Charles Péguy, famoso escritor francés de principios de siglo, escribe la siguiente reflexión en su obra El misterio de la caridad de Juana de Arco:
“Oh Dios mío, si solo viéramos el inicio de tu reino. Si solo viéramos levantarse el sol de tu reino. Pero nada, nunca nada. Nos has enviado a tu Hijo, al que tanto amabas; vino tu Hijo, que sufrió tanto, y murió, y nada, nunca nada. Si solo viéramos el despuntar de tu reino. Y has enviado a tus santos, los has llamado a cada uno por su nombre, vosotros santos hijos míos, vosotras santas hijas mías; y vinieron tus santos, y vinieron tus santas, y nada, nunca nada. Pasaron los años, tantos años que no sé su número; pasaron siglos, siglos de cristiandad desde el nacimiento, la muerte y la predicación. Y nada, nada, jamás nada.
Dios mío, ¿será posible que tu Hijo haya muerto en vano? ¿Que haya venido sin que esto sirviera para nada? Es peor que nunca. Si al menos se viera levantarse el sol de tu justicia... Pero se diría, Dios mío, perdóname, se diría que tu reino desaparece. ¿Será posible que nos hayas enviado a tu Hijo en vano y que haya muerto? ¿Será posible que Él se sacrifique y que nosotros lo sacrifiquemos diariamente en vano? ¿En vano se levantó una cruz un día y en vano la levantamos nosotros diariamente? ¿Qué se ha hecho del pueblo cristiano, Dios mío, de tu pueblo? Y no se trata solo de las tentaciones que nos asedian, sino de las tentaciones que triunfan: son las tentaciones las que reinan; es el reinado de la tentación; el dominio de los reinos de la tierra ha caído enteramente bajo el reinado de la tentación; y lo malo sucumbe a la tentación del mal, de hacer el mal a los otros; y perdóname, Dios mío, de hacerte mal a ti; pero los buenos, los que eran buenos, sucumben a una tentación infinitamente peor: a la tentación de creer que Tú los has abandonado.

--

Consigna A
Traduce al inglés esta oración de la reflexión de Péguy: "¿Qué se ha hecho del pueblo cristiano, Dios mío, de tu pueblo?"
Consigna B
Devuelve sin ningún cambio el fragmento de la reflexión de Péguy que comienza en "Charles Péguy, famoso" y termina en "nada, jamás nada.".
Consigna C
Resume en dos oraciones la reflexión de Péguy.

Extractos de un conjunto de datos de etiquetado de puntos
--

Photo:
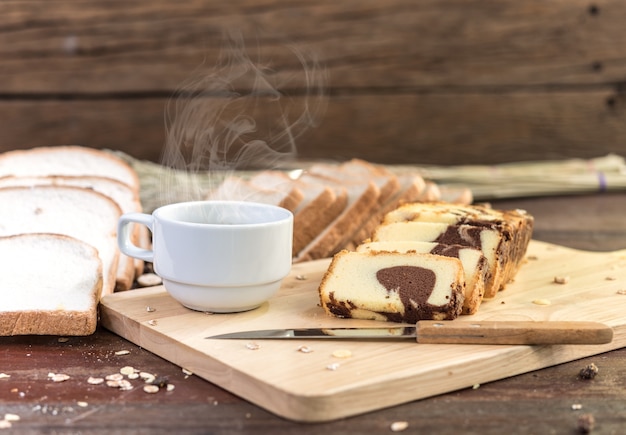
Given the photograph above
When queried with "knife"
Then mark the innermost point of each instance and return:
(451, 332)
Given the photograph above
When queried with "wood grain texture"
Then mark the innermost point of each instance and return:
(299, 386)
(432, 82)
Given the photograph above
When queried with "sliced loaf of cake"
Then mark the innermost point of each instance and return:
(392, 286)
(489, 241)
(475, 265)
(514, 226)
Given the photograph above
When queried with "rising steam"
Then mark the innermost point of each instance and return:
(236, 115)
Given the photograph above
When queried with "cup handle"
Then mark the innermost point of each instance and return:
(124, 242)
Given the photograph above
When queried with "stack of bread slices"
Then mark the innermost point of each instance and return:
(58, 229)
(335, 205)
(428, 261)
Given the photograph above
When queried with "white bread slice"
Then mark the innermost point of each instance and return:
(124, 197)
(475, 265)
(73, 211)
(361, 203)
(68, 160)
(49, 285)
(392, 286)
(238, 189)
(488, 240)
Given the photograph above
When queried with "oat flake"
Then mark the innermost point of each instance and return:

--

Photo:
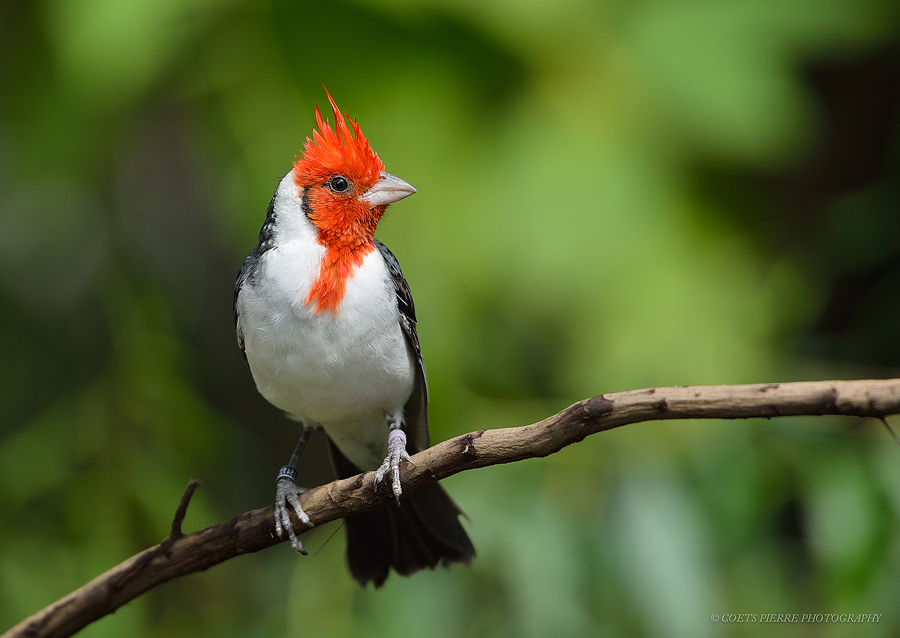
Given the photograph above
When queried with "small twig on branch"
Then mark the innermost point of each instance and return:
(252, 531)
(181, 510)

--

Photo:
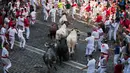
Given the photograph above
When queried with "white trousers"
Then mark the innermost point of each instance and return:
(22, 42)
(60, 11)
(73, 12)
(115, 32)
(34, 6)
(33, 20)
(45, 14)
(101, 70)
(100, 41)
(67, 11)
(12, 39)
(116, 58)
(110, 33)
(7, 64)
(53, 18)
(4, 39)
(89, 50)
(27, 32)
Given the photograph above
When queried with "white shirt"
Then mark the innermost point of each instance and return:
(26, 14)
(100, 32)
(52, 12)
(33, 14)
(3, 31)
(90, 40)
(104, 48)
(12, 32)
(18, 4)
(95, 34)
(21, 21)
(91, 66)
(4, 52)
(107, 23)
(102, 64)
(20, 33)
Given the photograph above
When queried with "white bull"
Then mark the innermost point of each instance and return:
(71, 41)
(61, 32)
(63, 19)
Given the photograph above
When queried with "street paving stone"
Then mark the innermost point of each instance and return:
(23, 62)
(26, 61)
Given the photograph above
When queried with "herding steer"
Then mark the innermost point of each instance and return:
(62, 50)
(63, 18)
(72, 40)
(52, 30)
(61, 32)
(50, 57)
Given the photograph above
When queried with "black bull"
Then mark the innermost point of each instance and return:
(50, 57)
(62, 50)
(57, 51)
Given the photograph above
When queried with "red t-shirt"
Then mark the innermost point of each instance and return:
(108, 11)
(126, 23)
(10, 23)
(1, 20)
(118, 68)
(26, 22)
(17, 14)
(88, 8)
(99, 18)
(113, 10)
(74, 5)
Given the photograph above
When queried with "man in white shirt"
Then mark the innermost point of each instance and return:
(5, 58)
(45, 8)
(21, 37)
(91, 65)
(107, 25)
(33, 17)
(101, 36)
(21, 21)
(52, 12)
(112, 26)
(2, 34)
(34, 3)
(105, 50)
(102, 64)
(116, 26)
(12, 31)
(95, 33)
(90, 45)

--

Solución A
What has become of the Christian people, my God, of your people?

Solución B
Charles Péguy, famoso escritor francés de principios de siglo, escribe la siguiente reflexión en su obra El misterio de la caridad de Juana de Arco:
“Oh Dios mío, si solo viéramos el inicio de tu reino. Si solo viéramos levantarse el sol de tu reino. Pero nada, nunca nada. Nos has enviado a tu Hijo, al que tanto amabas; vino tu Hijo, que sufrió tanto, y murió, y nada, nunca nada. Si solo viéramos el despuntar de tu reino. Y has enviado a tus santos, los has llamado a cada uno por su nombre, vosotros santos hijos míos, vosotras santas hijas mías; y vinieron tus santos, y vinieron tus santas, y nada, nunca nada. Pasaron los años, tantos años que no sé su número; pasaron siglos, siglos de cristiandad desde el nacimiento, la muerte y la predicación. Y nada, nada, jamás nada.

Solución C
En la reflexión de su obra El misterio de la caridad de Juana de Arco, Charles Péguy lamenta ante Dios que no se vea el inicio de su reino, pese a que envió a su Hijo y a sus santos y pese a los siglos de cristiandad. Pregunta si el Hijo murió en vano, afirma que reina la tentación y señala que los buenos sucumben a la peor de todas: creer que Dios los ha abandonado.